▶ WHAT YOU WILL DO: Render every line of the material below as one string in a JSON list, leaving out blank lines and the pictures.

▶ SUPPLIED ENTRIES:

· · · · · · ·

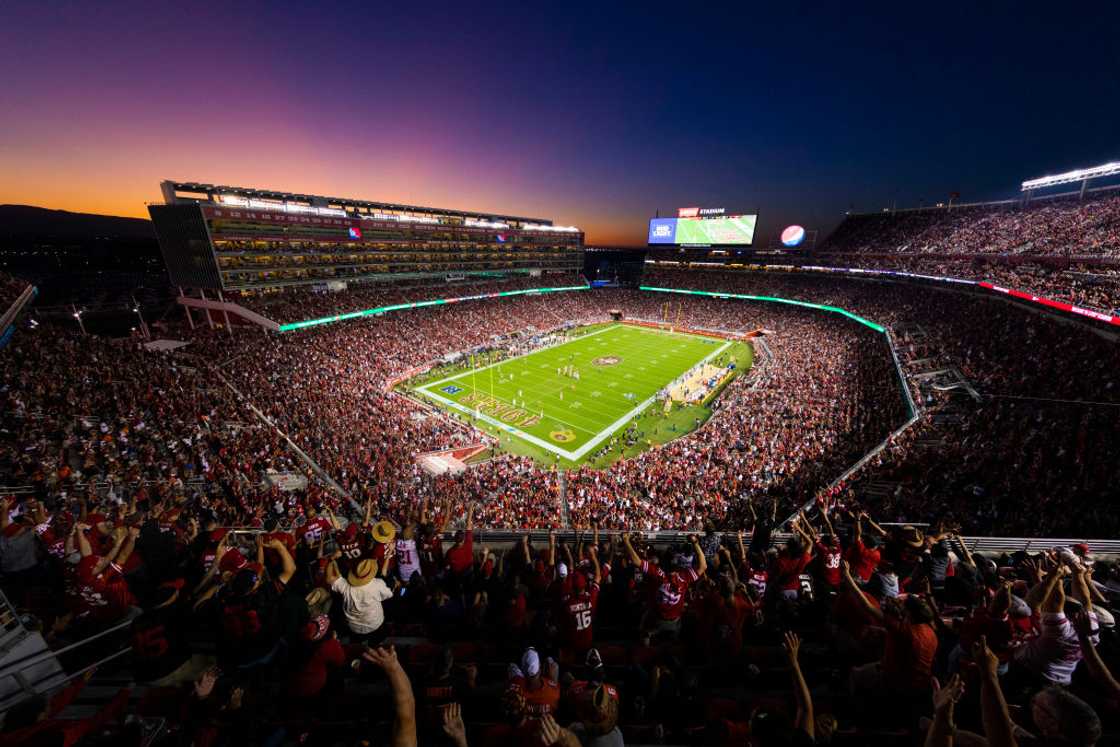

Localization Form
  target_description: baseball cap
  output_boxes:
[217,548,249,573]
[521,647,541,676]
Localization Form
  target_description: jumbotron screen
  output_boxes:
[650,215,758,246]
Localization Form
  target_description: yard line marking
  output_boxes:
[426,325,623,386]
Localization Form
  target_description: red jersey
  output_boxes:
[335,524,365,562]
[642,560,700,620]
[510,674,560,719]
[296,516,334,544]
[741,564,769,599]
[848,540,881,583]
[446,532,475,576]
[561,582,599,651]
[816,542,843,589]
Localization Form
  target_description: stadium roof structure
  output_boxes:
[1021,161,1120,192]
[160,179,552,225]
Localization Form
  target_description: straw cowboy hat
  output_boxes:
[346,558,377,586]
[370,521,396,544]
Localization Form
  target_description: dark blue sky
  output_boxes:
[0,2,1120,244]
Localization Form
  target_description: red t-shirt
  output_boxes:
[881,617,937,690]
[708,591,755,656]
[288,638,346,698]
[446,532,475,576]
[772,552,813,591]
[642,560,700,620]
[832,591,879,638]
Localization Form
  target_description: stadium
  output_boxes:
[0,5,1120,747]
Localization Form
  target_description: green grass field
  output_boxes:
[408,325,750,466]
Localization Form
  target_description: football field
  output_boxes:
[412,325,731,463]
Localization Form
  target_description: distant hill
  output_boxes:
[0,205,156,241]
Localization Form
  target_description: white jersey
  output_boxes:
[396,540,420,583]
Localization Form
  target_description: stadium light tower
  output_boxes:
[1021,161,1120,199]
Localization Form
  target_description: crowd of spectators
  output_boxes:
[812,254,1120,314]
[651,271,1120,536]
[811,188,1120,312]
[0,477,1120,747]
[227,272,587,324]
[822,188,1120,259]
[0,263,1120,745]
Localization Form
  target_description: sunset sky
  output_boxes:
[0,0,1120,245]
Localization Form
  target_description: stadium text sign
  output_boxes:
[676,207,727,218]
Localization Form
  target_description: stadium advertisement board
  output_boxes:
[979,280,1120,326]
[638,286,886,333]
[648,208,758,246]
[280,286,590,332]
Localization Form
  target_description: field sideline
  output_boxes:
[412,325,731,463]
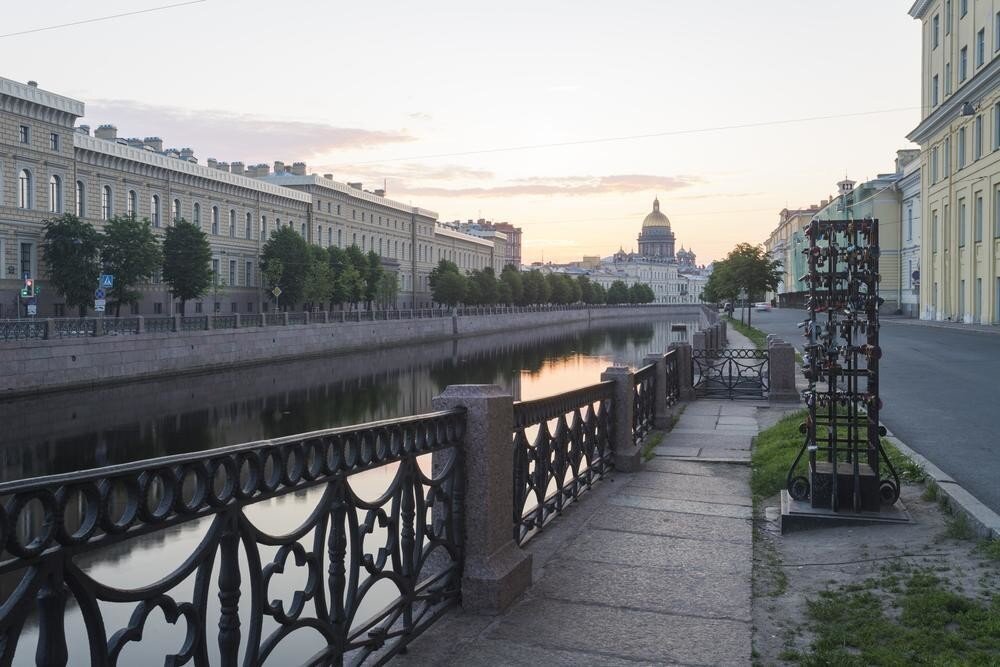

· · · · · · ·

▶ SOLUTION TO THIS TASK:
[
  "Localization Form",
  "  target_description: baseball cap",
  "  output_boxes:",
  "[217,548,249,573]",
  "[521,647,541,676]",
  "Localization Form",
  "  target_description: jumbotron screen",
  "  output_boxes:",
  "[650,215,758,246]",
  "Localization Form",
  "  target_description: yard line marking",
  "  output_boxes:",
  "[426,325,623,386]",
  "Localization Form",
  "  target_description: red jersey",
  "  output_boxes:",
  "[335,524,365,562]",
  "[642,560,700,620]",
  "[510,674,560,719]",
  "[296,516,334,544]",
  "[741,564,769,599]",
  "[848,540,881,583]",
  "[446,532,475,576]",
  "[561,582,599,651]",
  "[816,542,843,589]",
  "Localization Form",
  "  target_description: stadium roof structure",
  "  output_boxes:",
  "[1021,161,1120,192]",
  "[160,179,552,225]",
  "Localization Form",
  "  target_description: straw cowboy hat",
  "  output_boxes:",
  "[346,558,377,586]",
  "[370,521,396,544]",
  "Localization Form",
  "  target_description: dark blue sky",
  "  output_boxes:",
  "[0,2,1120,244]",
  "Localization Form",
  "  target_description: red t-shirt",
  "  output_boxes:",
  "[881,617,937,690]",
  "[708,591,755,656]",
  "[288,638,346,698]",
  "[446,532,475,576]",
  "[772,552,813,591]",
  "[642,560,700,620]",
  "[832,591,879,638]",
  "Localization Form",
  "  target_description: stadium",
  "  output_boxes:",
  "[0,5,1120,747]",
  "Localization Form",
  "  target_description: green grass field",
  "  output_boxes:",
  "[408,325,750,466]",
  "Localization Form",
  "  target_description: football field",
  "  output_boxes:",
  "[412,325,731,463]",
  "Localization Form",
  "  target_description: distant hill",
  "  output_boxes:",
  "[0,205,156,241]",
  "Localization Form",
  "  target_description: white jersey",
  "  output_boxes:",
  "[396,540,420,583]",
  "Localization Form",
  "  target_description: stadium light tower",
  "  output_boxes:",
  "[1021,161,1120,199]",
  "Localization Form",
  "  target_description: crowd of spectators",
  "  output_boxes:",
  "[812,254,1120,314]",
  "[651,271,1120,536]",
  "[811,188,1120,312]",
  "[0,477,1120,747]",
  "[227,272,587,324]",
  "[822,188,1120,259]",
  "[0,263,1120,745]",
  "Localization Form",
  "  target_description: sunset sky",
  "  output_boxes:",
  "[0,0,1120,245]",
  "Localization Form",
  "  target_description: stadium text sign",
  "  output_boxes:",
  "[676,207,727,218]",
  "Localization Form",
  "  target_description: stadium advertisement board",
  "  output_boxes:",
  "[979,280,1120,326]",
  "[638,286,886,333]",
  "[648,208,758,246]",
  "[280,286,590,332]",
  "Localization Form",
  "  target_description: field sideline",
  "  output_boxes:",
  "[412,325,731,463]"
]